_Stated task_
Reproduce word for word every line of the data from the line containing "Pinpoint the horse's white coat." through the line containing "[258,546,330,753]", including both of those lines.

── Data in this exercise

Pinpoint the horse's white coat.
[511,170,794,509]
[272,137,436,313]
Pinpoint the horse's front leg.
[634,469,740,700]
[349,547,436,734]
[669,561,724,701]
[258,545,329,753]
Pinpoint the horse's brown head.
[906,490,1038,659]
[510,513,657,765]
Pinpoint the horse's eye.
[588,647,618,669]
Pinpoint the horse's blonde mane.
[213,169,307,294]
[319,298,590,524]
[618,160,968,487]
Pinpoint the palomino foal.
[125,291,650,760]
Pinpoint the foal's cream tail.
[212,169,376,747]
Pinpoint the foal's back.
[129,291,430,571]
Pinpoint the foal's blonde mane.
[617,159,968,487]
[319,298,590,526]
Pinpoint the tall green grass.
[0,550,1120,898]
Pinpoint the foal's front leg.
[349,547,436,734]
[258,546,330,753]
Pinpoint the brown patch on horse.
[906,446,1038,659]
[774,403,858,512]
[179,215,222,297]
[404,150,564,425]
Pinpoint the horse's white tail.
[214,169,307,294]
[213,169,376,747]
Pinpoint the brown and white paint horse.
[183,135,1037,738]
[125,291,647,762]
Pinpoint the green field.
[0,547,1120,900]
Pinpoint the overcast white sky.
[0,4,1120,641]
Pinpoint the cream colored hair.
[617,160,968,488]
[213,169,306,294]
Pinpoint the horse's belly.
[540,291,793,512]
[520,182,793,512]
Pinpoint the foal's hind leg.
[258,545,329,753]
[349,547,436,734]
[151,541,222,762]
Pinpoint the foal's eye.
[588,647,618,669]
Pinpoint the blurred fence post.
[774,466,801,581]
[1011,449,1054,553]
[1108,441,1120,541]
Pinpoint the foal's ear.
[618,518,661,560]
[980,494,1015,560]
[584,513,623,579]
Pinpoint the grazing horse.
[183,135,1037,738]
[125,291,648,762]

────
── Data in this exercise

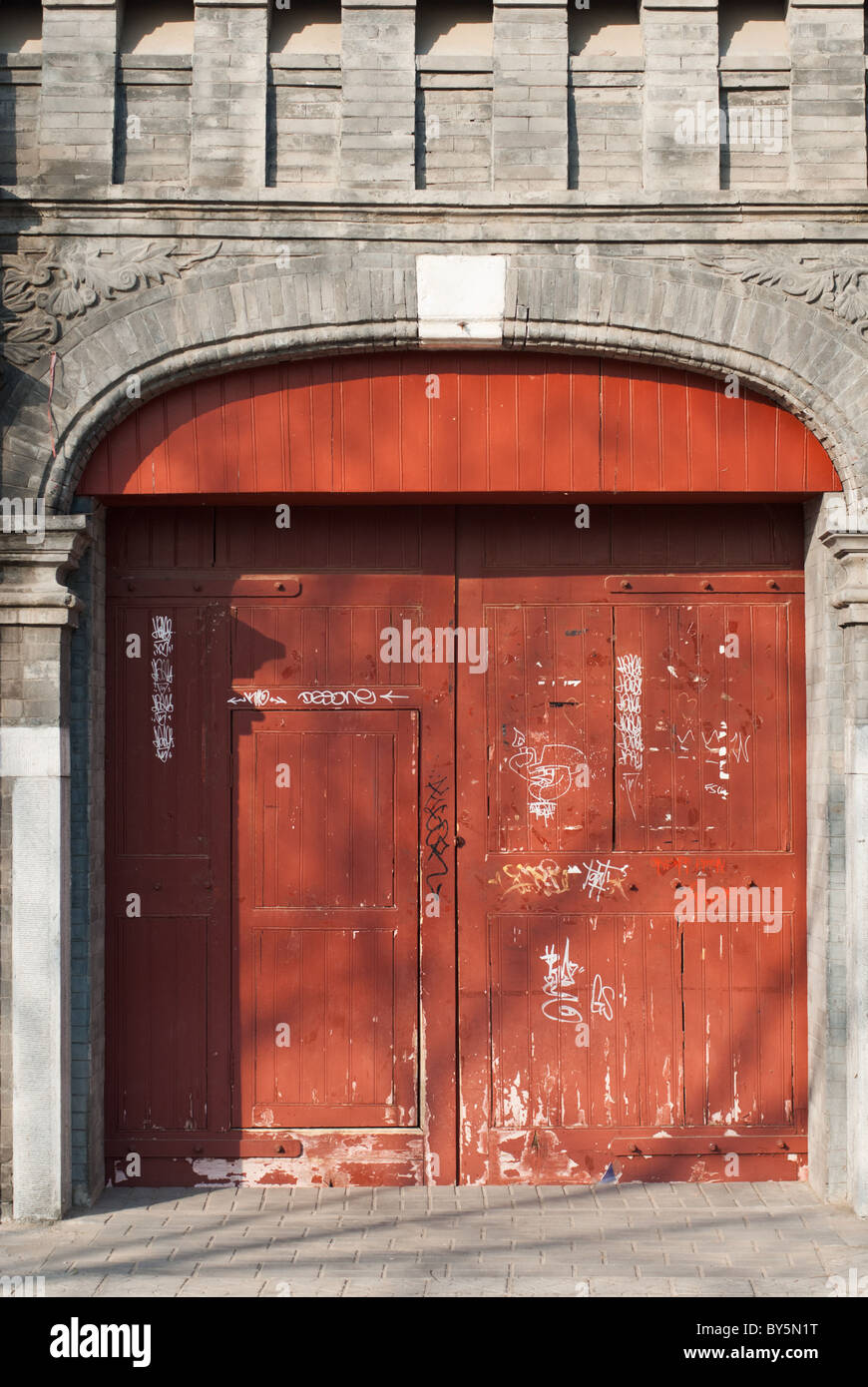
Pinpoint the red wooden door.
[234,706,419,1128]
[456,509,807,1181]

────

_Worked answer_
Pinpoint the horse's white coat.
[511,170,794,509]
[272,137,436,313]
Pinpoint the horse's front leg.
[634,469,740,700]
[349,547,436,734]
[669,561,724,701]
[258,545,329,753]
Pinpoint the horse's brown head.
[906,490,1038,659]
[510,513,657,765]
Pinpoint the horse's eye.
[588,647,618,669]
Pinpoint the horse's blonde mane.
[213,169,307,294]
[319,298,590,524]
[618,160,968,487]
Pinpoint the palomino foal.
[125,291,650,760]
Pinpoint the foal's cream tail.
[212,169,376,747]
Pinpoint the foal's back.
[129,291,430,571]
Pinpoint the foal's blonde mane.
[617,159,968,487]
[319,298,590,526]
Pinpoint the tall green grass.
[0,550,1120,898]
Pinpoint the foal's front leg.
[349,547,436,734]
[258,546,330,753]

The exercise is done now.